TO DO.
Repeat the listing below in full and exactly, but without its pictures.
PROVIDED RECORDS below:
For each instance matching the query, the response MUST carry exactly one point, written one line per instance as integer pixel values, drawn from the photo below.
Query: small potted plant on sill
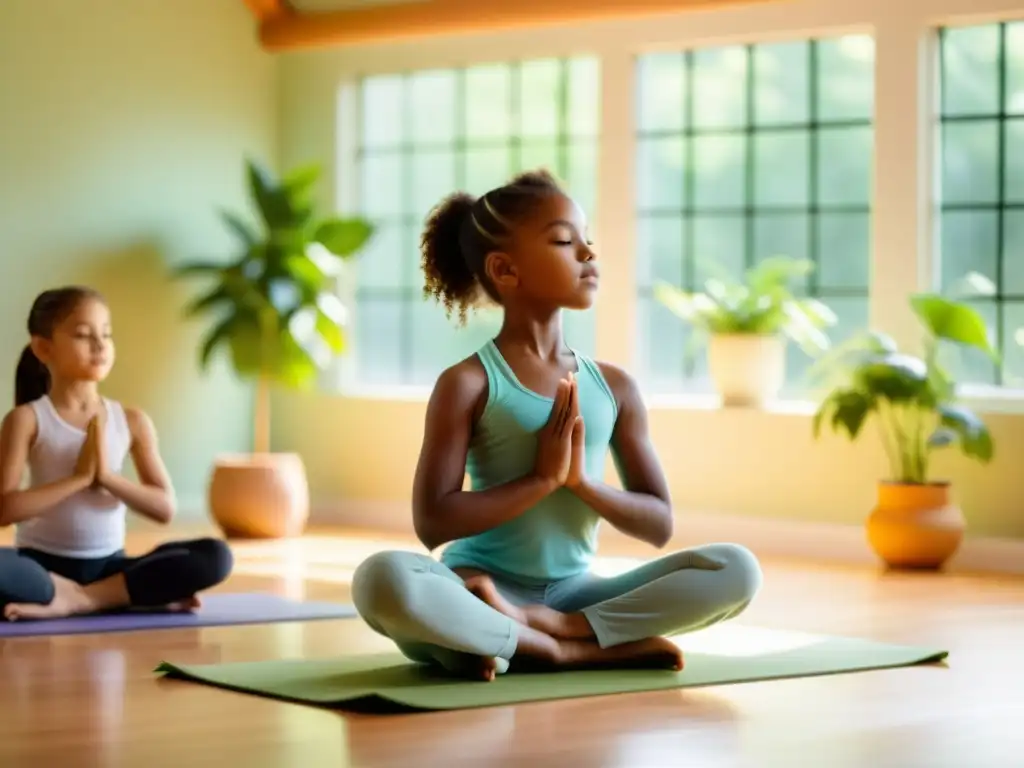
(747, 325)
(914, 523)
(274, 310)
End of PROVIDED RECORDS.
RESPONSE TO THIS TASK.
For each instance matching the query, the response MUST carry exactly one point, written one line per instance as integer pixel values, drawn from the photo below.
Query: small potted plant on sill
(747, 325)
(914, 523)
(274, 310)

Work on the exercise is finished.